* **VORLIEGENDER TEXTAUSZUG**:
Zwar betrifft § 63 SGB I in erster Linie Situationen, in denen sich der Leistungsträger eine Besserung des Gesundheitszustands erhofft, während § 51 SGB V - wie bereits dargelegt - den Vorrang der Rentenzahlungen vor Krankengeldleistungen bei dauerhafter Erwerbsminderung sicherstellen soll. Doch kann die Regelung des § 66 Abs. 2 SGB I auf diese Konstellation zumindest analog angewendet werden (zur Möglichkeit einer analogen Anwendung der Mitwirkungsvorschriften auf andere Bereiche vgl. BSG 16.12.2014, B 9 SB 3/13 R, SozR 4-1200 § 66 Nr. 7). Die Beklagte konnte deshalb die weitere Gewährung von Krankengeld wegen fehlender Mitwirkung des Klägers versagen.

* **GESAMMELTE DATEN**:
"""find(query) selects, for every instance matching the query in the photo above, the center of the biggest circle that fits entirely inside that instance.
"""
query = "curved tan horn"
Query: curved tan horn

* **ARBEITSAUFTRAG**:
Ändern Sie den Textauszug zum Krankengeld ab der Stelle mit „Zwar betrifft §“ bis einschließlich „des Klägers versagen.“, indem Sie „versagen“ durch „entziehen“ ersetzen, und geben Sie diesen Abschnitt vollständig wieder.

* **SCHRIFTLICHE LÖSUNG**:
Zwar betrifft § 63 SGB I in erster Linie Situationen, in denen sich der Leistungsträger eine Besserung des Gesundheitszustands erhofft, während § 51 SGB V - wie bereits dargelegt - den Vorrang der Rentenzahlungen vor Krankengeldleistungen bei dauerhafter Erwerbsminderung sicherstellen soll. Doch kann die Regelung des § 66 Abs. 2 SGB I auf diese Konstellation zumindest analog angewendet werden (zur Möglichkeit einer analogen Anwendung der Mitwirkungsvorschriften auf andere Bereiche vgl. BSG 16.12.2014, B 9 SB 3/13 R, SozR 4-1200 § 66 Nr. 7). Die Beklagte konnte deshalb die weitere Gewährung von Krankengeld wegen fehlender Mitwirkung des Klägers entziehen.